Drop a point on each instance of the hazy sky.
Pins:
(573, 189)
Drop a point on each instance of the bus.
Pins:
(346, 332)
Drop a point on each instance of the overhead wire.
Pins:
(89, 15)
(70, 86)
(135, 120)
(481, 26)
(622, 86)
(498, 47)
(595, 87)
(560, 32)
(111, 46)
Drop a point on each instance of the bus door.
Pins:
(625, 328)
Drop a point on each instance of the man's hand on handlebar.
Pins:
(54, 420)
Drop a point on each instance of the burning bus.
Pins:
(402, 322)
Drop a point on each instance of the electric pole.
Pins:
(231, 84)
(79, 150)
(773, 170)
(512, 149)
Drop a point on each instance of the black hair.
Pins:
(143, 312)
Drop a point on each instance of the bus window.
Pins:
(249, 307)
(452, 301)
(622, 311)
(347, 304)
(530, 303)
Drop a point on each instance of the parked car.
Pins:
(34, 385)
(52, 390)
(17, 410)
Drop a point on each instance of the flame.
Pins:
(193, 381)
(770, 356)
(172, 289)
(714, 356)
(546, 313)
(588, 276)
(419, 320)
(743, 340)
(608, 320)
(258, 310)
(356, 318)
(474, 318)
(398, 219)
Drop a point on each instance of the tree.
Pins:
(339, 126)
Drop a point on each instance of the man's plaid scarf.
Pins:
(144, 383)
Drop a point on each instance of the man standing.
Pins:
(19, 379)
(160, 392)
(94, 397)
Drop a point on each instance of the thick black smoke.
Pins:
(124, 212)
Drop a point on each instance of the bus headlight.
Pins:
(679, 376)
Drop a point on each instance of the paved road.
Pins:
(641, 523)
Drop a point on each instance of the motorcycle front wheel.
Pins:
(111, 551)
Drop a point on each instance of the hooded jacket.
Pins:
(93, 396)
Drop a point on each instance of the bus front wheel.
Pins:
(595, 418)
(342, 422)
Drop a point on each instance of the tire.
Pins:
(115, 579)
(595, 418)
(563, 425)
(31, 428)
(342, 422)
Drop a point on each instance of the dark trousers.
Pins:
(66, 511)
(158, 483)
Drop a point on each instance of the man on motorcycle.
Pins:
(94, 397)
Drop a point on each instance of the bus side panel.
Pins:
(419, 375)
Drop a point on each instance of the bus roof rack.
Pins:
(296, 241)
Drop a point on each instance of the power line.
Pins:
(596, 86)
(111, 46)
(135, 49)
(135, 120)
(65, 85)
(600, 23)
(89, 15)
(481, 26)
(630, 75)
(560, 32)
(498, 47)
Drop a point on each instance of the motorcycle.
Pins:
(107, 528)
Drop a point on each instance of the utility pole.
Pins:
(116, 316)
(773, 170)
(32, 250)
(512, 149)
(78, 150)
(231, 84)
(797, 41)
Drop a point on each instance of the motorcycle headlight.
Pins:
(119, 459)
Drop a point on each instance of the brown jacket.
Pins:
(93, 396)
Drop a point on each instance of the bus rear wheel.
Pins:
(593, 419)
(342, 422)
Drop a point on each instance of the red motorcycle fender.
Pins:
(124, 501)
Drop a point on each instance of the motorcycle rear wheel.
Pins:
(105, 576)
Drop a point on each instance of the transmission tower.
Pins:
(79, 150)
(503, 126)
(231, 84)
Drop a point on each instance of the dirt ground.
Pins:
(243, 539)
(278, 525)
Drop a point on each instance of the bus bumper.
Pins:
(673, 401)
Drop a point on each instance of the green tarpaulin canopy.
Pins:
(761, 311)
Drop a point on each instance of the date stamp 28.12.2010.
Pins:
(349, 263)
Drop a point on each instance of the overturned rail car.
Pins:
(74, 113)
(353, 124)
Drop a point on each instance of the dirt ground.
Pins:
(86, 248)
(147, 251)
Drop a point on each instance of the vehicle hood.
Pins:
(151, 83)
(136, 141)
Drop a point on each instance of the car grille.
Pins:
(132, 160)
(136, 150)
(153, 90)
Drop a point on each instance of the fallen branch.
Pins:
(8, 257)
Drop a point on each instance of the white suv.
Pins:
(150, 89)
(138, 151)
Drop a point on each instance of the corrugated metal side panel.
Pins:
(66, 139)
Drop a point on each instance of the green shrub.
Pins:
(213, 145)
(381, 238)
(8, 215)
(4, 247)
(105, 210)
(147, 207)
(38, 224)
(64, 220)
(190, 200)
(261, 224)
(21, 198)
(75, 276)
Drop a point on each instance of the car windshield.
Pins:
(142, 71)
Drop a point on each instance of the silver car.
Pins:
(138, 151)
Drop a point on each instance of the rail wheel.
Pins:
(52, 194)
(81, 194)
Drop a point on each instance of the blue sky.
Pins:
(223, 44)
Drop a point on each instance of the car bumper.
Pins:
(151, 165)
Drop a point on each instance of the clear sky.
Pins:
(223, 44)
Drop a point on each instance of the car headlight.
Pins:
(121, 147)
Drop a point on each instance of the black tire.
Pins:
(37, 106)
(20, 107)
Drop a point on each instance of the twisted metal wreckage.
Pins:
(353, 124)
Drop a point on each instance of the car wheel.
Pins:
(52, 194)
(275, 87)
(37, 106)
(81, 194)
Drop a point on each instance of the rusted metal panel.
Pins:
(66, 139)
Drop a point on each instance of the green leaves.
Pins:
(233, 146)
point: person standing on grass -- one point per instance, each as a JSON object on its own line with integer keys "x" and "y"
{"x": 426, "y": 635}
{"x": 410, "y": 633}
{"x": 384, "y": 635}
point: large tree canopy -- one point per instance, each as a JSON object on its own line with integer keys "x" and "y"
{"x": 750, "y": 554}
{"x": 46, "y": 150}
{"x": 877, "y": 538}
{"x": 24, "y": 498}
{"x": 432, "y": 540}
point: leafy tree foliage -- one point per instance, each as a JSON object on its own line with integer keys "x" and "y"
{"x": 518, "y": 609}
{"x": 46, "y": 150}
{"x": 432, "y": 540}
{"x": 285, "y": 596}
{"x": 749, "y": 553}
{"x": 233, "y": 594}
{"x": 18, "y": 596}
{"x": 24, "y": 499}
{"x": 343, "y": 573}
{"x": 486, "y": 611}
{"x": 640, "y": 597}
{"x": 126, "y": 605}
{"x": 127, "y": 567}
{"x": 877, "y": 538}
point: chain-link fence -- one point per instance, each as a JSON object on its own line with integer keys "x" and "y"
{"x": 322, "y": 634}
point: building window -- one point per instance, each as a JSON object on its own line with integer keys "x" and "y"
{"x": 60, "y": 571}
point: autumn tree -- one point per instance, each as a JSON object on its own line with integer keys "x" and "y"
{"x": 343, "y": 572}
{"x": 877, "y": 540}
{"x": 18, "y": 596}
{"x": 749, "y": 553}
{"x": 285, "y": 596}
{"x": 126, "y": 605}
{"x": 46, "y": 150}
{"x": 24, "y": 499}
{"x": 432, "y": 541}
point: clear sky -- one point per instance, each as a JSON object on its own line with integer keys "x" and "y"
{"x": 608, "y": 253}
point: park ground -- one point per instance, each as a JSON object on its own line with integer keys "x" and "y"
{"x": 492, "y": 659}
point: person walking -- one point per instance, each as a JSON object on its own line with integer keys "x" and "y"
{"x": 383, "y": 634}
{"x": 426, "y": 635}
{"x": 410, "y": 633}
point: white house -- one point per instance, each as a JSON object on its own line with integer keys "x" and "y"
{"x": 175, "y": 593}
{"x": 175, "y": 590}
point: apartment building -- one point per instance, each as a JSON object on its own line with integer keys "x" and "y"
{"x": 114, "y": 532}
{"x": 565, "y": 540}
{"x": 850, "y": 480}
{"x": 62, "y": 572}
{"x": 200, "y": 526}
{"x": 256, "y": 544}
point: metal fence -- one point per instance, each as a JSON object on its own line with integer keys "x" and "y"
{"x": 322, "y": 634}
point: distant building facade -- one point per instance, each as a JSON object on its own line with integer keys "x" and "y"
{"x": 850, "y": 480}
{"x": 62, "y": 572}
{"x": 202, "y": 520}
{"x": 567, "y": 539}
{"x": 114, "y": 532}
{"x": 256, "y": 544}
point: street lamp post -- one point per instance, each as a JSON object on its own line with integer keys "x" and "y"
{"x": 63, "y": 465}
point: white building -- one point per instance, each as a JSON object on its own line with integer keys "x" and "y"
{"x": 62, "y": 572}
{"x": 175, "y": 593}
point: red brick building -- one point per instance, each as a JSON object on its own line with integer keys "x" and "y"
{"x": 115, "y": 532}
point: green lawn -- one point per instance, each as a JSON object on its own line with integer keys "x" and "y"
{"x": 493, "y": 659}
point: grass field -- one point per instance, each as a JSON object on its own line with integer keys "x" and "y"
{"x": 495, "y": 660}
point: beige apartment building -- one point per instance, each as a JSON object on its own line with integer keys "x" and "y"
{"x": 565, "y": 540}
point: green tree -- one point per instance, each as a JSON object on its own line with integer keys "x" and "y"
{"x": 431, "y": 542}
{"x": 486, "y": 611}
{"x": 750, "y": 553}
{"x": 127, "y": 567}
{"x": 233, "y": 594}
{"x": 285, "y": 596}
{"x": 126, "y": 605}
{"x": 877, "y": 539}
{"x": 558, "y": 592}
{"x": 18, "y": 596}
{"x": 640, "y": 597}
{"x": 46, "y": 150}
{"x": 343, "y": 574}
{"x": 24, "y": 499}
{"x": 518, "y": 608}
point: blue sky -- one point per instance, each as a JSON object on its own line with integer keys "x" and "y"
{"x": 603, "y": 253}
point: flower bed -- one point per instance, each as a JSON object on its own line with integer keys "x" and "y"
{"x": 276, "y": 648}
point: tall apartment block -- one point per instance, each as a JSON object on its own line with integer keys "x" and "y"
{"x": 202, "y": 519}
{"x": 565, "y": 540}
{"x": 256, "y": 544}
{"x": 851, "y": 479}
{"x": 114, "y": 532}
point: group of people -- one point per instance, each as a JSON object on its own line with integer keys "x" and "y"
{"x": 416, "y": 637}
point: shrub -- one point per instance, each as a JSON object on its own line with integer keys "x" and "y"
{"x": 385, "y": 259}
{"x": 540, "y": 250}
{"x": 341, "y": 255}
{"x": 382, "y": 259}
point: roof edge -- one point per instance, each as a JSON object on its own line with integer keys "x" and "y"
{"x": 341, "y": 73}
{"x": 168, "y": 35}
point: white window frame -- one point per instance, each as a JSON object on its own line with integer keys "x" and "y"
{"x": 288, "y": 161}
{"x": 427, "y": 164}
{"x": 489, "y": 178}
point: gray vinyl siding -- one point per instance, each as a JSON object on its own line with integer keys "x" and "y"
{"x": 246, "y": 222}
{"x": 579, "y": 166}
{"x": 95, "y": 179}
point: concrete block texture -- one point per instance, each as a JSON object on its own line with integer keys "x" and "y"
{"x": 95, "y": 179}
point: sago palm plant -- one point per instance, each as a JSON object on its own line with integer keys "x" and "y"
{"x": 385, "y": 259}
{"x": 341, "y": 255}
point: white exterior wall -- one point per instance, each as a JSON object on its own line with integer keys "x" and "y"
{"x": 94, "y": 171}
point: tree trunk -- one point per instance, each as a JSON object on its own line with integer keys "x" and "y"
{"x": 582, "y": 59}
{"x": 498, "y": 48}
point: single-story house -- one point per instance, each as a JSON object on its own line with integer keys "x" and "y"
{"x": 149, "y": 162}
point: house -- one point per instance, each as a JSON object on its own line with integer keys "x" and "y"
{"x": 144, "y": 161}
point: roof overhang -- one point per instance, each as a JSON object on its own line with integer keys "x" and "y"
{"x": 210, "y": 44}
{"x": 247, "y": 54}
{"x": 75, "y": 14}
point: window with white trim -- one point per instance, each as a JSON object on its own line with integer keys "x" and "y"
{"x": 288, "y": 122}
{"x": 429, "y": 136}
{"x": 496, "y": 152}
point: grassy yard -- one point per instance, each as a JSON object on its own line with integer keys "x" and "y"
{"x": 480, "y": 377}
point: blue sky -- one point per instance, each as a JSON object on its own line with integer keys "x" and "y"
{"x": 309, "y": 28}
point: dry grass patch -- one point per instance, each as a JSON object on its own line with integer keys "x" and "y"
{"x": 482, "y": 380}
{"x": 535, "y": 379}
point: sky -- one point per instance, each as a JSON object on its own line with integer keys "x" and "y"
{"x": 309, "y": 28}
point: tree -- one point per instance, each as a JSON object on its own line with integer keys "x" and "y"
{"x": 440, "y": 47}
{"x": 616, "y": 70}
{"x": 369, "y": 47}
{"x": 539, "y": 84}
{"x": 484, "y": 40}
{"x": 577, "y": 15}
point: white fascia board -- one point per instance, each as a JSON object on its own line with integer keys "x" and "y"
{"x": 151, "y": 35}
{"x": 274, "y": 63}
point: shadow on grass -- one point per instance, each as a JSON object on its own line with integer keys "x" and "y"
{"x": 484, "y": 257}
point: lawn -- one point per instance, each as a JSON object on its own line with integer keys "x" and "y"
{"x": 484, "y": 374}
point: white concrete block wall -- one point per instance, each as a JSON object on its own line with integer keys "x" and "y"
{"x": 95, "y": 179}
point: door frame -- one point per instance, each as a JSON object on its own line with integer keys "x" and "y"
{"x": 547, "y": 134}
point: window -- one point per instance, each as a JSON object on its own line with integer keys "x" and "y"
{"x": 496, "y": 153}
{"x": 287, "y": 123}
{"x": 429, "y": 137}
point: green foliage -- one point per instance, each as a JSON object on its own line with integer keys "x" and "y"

+-------+

» **Task brief**
Total the lines in the records above that contain the string "wheel". Write only that total.

» **Result**
6